[EXERCISE PROMPT] The required output is the lines below from the line containing "Can you see the rooster tail" to the line containing "Can you see the group", inclusive, retyped exactly. No other lines belong in it.

[Source data]
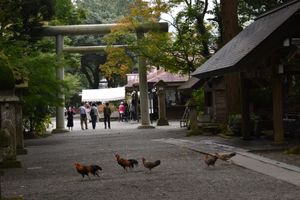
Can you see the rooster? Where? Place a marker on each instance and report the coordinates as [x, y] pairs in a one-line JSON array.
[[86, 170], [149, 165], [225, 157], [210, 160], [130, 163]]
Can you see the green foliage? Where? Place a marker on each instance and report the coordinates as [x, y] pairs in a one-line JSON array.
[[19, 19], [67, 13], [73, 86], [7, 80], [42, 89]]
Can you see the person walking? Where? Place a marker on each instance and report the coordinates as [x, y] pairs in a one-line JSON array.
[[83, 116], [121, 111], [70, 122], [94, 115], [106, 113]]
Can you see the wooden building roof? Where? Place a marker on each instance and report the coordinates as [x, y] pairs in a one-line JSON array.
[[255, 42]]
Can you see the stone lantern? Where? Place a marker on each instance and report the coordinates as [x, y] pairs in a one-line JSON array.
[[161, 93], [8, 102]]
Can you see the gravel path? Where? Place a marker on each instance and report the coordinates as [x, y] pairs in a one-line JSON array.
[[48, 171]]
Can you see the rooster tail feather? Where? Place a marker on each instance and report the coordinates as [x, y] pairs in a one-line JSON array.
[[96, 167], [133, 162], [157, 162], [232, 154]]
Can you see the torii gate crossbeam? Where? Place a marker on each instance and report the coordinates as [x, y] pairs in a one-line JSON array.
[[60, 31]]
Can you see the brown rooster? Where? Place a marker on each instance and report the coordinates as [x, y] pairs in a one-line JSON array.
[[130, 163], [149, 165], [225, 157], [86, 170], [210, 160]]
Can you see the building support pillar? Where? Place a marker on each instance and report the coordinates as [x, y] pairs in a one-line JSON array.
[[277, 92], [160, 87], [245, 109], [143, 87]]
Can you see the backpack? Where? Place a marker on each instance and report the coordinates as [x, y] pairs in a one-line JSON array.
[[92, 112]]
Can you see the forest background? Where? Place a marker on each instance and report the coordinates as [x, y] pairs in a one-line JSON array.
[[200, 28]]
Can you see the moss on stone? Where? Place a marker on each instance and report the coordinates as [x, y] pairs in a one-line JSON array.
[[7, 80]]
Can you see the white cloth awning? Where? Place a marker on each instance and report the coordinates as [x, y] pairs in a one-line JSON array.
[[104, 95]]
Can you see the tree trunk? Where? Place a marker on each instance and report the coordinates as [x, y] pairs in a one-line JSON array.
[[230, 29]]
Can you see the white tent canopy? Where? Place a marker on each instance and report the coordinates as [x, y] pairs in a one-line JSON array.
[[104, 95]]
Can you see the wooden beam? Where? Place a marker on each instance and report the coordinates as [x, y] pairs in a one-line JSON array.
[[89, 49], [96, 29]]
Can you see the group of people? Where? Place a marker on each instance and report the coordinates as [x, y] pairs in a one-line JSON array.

--

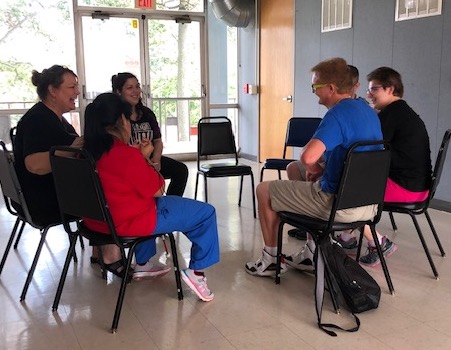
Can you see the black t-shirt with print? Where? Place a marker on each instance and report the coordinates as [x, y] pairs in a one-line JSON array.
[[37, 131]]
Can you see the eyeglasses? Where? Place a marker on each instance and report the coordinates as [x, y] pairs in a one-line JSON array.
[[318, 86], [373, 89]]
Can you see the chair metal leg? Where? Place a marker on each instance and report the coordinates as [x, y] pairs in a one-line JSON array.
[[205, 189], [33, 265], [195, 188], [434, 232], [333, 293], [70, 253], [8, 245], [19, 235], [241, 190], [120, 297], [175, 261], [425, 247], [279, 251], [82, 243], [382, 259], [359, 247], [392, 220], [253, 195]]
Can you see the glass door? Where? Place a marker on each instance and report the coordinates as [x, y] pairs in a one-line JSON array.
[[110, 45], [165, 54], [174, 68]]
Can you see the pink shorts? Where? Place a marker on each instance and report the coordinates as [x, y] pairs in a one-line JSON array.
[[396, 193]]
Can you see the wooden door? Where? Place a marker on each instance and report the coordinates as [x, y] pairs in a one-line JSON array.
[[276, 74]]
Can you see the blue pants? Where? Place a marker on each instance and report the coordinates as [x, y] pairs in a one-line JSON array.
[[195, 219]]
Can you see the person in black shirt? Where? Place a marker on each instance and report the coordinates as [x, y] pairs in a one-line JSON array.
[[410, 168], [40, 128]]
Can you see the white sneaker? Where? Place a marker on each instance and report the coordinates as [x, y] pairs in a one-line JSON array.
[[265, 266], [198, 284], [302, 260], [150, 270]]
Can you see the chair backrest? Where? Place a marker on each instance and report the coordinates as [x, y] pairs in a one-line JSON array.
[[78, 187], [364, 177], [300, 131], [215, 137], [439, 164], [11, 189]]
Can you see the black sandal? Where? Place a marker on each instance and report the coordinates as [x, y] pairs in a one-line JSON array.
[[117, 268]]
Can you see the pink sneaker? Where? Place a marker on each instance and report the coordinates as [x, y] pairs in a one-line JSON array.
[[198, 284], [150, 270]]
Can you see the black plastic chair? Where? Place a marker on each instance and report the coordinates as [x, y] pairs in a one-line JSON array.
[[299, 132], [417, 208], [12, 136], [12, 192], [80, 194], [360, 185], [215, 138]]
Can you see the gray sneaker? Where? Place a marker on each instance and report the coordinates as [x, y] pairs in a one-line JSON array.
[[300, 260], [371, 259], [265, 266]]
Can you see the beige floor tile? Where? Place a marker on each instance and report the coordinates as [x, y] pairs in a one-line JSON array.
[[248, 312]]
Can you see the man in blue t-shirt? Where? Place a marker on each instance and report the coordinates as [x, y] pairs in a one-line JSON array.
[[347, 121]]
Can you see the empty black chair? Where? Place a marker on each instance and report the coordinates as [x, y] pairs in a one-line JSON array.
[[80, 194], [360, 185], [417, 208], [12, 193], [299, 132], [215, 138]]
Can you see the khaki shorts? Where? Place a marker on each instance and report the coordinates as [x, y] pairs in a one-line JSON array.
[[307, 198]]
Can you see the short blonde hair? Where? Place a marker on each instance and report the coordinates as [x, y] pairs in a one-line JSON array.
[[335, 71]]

[SOLUTION FOR THIS PROBLEM]
Can you see the rooster tail feather? Where? Place a marker on each instance and report the coordinates as [x, y] pairs in a one-line JSON array.
[[96, 167], [133, 162], [157, 162], [232, 154]]
Can you see the torii gate crossbeam? Where? Place a marker on each instance and report the coordinates as [x, y] pairs in a one-line JSON array.
[[60, 31]]
Can you see the brown rooster? Where? Place a marker on each instance and report the coordinates as [x, y] pairs in a one-line JSON array.
[[130, 163], [149, 165], [225, 157], [86, 170], [210, 160]]
Can you see the building support pillar? Where? Place a marker on each instance and report the coordinates as [x, y] pairs in a one-line JSON array.
[[277, 92], [160, 87], [245, 109], [143, 87]]
Can you see the backpack? Where? Place a marker on each instance and report the coordinates as [x, y] pairs in a one-line JSON array.
[[92, 112]]
Can you see the forest background? Where? Place a marker on each instance and report the coordinates as [x, y] pairs in a one-line JSON array.
[[200, 28]]
Can you see the moss on stone? Where? Place a marker on each instance and report the coordinates as [x, y] pairs in a one-line JSON array.
[[7, 80]]
Can you see the white cloth awning? Where? Place a marker on each instance and report the coordinates as [x, y] pairs in a one-line JSON array.
[[104, 95]]
Can you see the tree trunk? Where? Place a marker on each instance and report the coordinates as [x, y] pairs in a one-line JSON array.
[[230, 29]]
Can you see the white tent canopy? Where? Place a marker on each instance and report the coordinates as [x, y] pairs in a one-line JSON array.
[[104, 95]]
Can you see the wooden beam? Where? Place a marker on each instance and report the coordinates as [x, y] pairs in a one-line JSON array.
[[89, 49], [96, 29]]
Can you see the group of people? Where? Place a marker on each instance and report the coordinates as [x, y] pairs in a one-line JSON array.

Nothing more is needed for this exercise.